-- START OF Provided records --
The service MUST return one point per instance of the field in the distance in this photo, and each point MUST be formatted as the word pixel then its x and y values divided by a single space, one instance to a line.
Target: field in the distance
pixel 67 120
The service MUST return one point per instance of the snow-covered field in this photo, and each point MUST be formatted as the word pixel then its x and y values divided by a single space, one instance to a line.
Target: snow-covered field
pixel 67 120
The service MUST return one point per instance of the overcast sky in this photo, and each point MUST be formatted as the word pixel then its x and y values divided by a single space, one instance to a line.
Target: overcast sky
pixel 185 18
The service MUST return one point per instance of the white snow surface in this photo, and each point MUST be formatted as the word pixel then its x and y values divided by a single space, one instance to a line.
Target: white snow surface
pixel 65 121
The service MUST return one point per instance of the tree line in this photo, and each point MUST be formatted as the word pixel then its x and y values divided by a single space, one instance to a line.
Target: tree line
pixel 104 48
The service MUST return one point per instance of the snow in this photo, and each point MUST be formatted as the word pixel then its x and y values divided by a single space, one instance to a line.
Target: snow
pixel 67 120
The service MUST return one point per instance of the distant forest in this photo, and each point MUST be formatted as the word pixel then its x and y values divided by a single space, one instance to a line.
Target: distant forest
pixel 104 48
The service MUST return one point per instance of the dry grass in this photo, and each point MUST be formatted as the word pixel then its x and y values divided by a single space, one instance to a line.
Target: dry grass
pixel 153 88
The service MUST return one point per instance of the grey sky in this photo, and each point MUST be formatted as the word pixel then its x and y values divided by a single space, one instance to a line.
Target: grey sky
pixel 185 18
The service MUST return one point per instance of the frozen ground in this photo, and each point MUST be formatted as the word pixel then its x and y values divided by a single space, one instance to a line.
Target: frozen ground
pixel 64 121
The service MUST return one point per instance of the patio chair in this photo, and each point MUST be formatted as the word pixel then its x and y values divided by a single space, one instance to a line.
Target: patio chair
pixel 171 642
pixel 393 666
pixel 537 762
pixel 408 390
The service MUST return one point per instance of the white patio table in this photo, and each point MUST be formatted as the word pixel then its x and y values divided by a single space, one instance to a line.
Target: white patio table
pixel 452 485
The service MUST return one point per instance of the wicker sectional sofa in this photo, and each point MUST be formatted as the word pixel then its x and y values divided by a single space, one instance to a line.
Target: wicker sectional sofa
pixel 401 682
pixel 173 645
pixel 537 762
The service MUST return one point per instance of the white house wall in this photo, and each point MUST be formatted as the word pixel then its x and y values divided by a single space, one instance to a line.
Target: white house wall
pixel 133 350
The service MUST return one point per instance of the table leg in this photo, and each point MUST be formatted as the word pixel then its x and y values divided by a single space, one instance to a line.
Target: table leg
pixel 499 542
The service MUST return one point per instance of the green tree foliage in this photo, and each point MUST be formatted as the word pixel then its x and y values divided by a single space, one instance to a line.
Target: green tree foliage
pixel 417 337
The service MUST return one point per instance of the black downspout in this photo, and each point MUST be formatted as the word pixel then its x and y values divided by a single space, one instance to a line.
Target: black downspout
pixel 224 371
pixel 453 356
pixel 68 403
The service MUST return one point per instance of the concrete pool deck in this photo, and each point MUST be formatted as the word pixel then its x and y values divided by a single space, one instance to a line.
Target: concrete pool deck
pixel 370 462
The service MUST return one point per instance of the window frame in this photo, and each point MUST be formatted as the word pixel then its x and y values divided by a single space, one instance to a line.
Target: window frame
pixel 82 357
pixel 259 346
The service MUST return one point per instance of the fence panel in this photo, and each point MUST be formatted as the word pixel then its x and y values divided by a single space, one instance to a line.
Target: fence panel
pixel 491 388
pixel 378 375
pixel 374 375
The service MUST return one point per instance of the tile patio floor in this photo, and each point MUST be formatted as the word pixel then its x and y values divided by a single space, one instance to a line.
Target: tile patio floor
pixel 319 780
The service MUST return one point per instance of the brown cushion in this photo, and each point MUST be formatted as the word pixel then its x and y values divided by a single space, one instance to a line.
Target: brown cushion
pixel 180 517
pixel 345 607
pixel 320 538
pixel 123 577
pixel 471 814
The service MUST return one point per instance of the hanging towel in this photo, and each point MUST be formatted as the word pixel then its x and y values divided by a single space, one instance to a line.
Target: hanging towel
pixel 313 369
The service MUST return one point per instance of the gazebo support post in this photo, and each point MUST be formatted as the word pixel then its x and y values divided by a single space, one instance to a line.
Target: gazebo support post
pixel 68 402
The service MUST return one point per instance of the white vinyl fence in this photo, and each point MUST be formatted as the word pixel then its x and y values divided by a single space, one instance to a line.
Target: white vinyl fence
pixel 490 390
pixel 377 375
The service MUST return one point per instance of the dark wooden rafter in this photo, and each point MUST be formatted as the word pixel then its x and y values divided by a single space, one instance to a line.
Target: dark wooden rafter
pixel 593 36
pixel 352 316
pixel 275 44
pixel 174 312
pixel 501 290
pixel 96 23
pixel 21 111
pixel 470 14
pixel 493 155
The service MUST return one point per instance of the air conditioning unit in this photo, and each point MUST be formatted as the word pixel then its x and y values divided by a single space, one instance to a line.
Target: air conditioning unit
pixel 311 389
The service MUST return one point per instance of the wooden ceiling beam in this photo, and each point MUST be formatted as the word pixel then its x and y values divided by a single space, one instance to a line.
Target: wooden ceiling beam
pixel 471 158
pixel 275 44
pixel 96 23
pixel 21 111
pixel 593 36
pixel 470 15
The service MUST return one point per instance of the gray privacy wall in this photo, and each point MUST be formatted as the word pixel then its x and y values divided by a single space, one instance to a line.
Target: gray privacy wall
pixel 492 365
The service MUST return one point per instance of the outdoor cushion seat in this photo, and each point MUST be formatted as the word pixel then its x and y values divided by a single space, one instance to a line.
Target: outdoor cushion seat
-- END OF Provided records --
> _Written instruction_
Please give all the rows above as a numbered list, leaving out blank lines.

> _Exercise answer_
1. The service MUST return one point per instance of the field in the distance in this photo, and each point MUST be formatted as the word pixel then its x and y values divided by a single space, one instance to a line.
2. Target: field in the distance
3. pixel 67 120
4. The service MUST return one point per instance of the snow-covered field in this photo, and each point MUST be formatted as the word pixel then its x and y values divided by a single space, one instance to a line.
5. Target: snow-covered field
6. pixel 67 120
7. The service MUST return one point per instance of the overcast sky in this photo, and each point MUST be formatted as the word pixel then its x and y values divided by a single space, one instance to a line.
8. Target: overcast sky
9. pixel 185 18
10. The service MUST return one point per instance of the white snow surface in this photo, and each point MUST be formatted as the word pixel then its x and y values divided by a single space, one instance to a line.
11. Target: white snow surface
12. pixel 65 121
13. The service MUST return one point per instance of the tree line in this photo, and each point MUST be formatted as the word pixel then its x and y values divided by a single space, one instance to a line.
14. Target: tree line
15. pixel 104 48
16. The service MUST return one point per instance of the snow in this photo, and each point MUST be formatted as the word pixel then its x and y values divided by a single space, one instance to a line.
17. Target: snow
18. pixel 67 120
19. The service MUST return one point per instance of the distant forest in this photo, and each point MUST be formatted as the word pixel then its x and y values divided by a single space, one instance to a line.
20. Target: distant forest
21. pixel 104 48
22. The service MUST return one point per instance of the dry grass in this photo, and each point MUST be formatted as the word pixel then its x and y values divided by a single space, one instance to a line.
23. Target: dry grass
24. pixel 153 88
25. The service MUST return one point per instance of the grey sky in this photo, and each point MUST be formatted as the word pixel then its x and y values divided by a single space, one instance to a line.
26. Target: grey sky
27. pixel 185 18
28. The service MUST return one point per instance of the frozen ground in this photo, and each point MUST be formatted as the word pixel then its x and y values divided by a single space, one instance to a line.
29. Target: frozen ground
30. pixel 64 121
31. The service MUST return one point per instance of the patio chair in this photo, and each point MUST be formatted as the word pixel then its x and y values divided by a single space, one instance to a line.
32. Target: patio chair
33. pixel 171 642
34. pixel 393 666
35. pixel 537 762
36. pixel 408 390
37. The service MUST return one point per instance of the white patio table in this photo, and each point MUST be formatted as the word pixel then its x and y values divided by a single space, one instance to a line.
38. Target: white patio table
39. pixel 452 485
40. The service MUST return one point per instance of the wicker sectional sofa in this photo, and each point MUST be formatted as the word pixel then its x and y values divided by a single space, one instance to a line.
41. Target: wicker sectional sofa
42. pixel 401 682
43. pixel 173 645
44. pixel 537 762
45. The service MUST return one point per instance of the white house wall in this photo, and each point MUST be formatted as the word pixel then its x and y values divided by a single space, one instance to a line.
46. Target: white house wall
47. pixel 133 350
48. The service MUST return one point per instance of the table leg in this photo, and each point MUST be formatted as the word pixel then its x and y values divided by a single space, one instance to a line.
49. Target: table leg
50. pixel 499 542
51. The service MUST return one point per instance of the green tree foliage in this photo, and each point MUST be formatted as the word pixel then its x and y values divided by a single space, one instance to a line.
52. Target: green tree foliage
53. pixel 417 337
54. The service MUST return one point per instance of the black downspout in this photo, and each point MUST be formatted as the word pixel then its x and y values divided by a single space, one instance to a line.
55. Target: black downspout
56. pixel 224 371
57. pixel 453 356
58. pixel 68 403
59. The service MUST return one point per instance of the concrete pool deck in this photo, and each point MUST be formatted as the word pixel then its x and y values divided by a single space, one instance to a line.
60. Target: concrete pool deck
61. pixel 370 462
62. The service MUST return one point per instance of the window frame in this photo, and each point MUST be formatted as the word pixel then its x and y values divided by a single space, one instance to a line.
63. Target: window frame
64. pixel 82 357
65. pixel 259 346
66. The service MUST return one point per instance of the fence panel in this photo, and each point MUST be formatted as the word pixel then its x and y values divided by a single space, one instance to a line.
67. Target: fence panel
68. pixel 491 388
69. pixel 378 375
70. pixel 374 375
71. The service MUST return one point per instance of the tile patio floor in this photo, and each point MUST be formatted as the word pixel then its x and y values divided by a single space, one instance to a line.
72. Target: tile patio floor
73. pixel 319 780
74. The service MUST return one point per instance of the brown cushion in this photo, and each point MUST be formatted as the word pixel then its x and y values divided by a single space, one instance to a line.
75. Target: brown cushion
76. pixel 180 517
77. pixel 345 607
78. pixel 320 538
79. pixel 123 577
80. pixel 471 814
81. The service MUST return one point per instance of the hanging towel in this photo, and each point MUST be formatted as the word pixel then its x and y values divided by a single space, one instance to a line.
82. Target: hanging towel
83. pixel 313 369
84. The service MUST return one point per instance of the gazebo support post in this photo, and each point MUST be formatted as the word pixel then its x and y values divided by a single space, one instance to a line.
85. Target: gazebo support post
86. pixel 68 402
87. The service MUST return one point per instance of the white vinyl fence in this photo, and each point MUST be formatted as the word pixel then its x and y values divided by a single space, one instance to a line.
88. Target: white vinyl fence
89. pixel 490 390
90. pixel 377 375
91. The service MUST return one point per instance of the dark wooden rafter in this photo, and each point MUST be formatted as the word pixel then its x and y values divided by a single space, one instance to a line.
92. Target: dark wooden rafter
93. pixel 593 36
94. pixel 352 316
95. pixel 275 44
96. pixel 174 312
97. pixel 501 290
98. pixel 96 23
99. pixel 21 111
100. pixel 470 14
101. pixel 493 155
102. The service MUST return one point per instance of the air conditioning unit in this photo, and each point MUST be formatted as the word pixel then its x and y values divided by a single space, one instance to a line.
103. Target: air conditioning unit
104. pixel 311 389
105. The service MUST return one point per instance of the wooden ceiling beam in this photo, and each point MUST be formatted as the word pixel then its x and y values divided by a single space, one instance to a line.
106. Target: wooden ceiling beam
107. pixel 471 158
108. pixel 275 44
109. pixel 96 23
110. pixel 21 111
111. pixel 593 36
112. pixel 470 15
113. The service MUST return one point per instance of the gray privacy wall in this photo, and each point MUST be formatted as the word pixel then its x and y values divided by a single space, one instance to a line.
114. Target: gray privacy wall
115. pixel 492 365
116. The service MUST return one point per instance of the outdoor cushion seat in this photo, and each point MUST be formatted as the word pixel then its x and y values divided by a single space, one instance to a line.
117. Target: outdoor cushion seat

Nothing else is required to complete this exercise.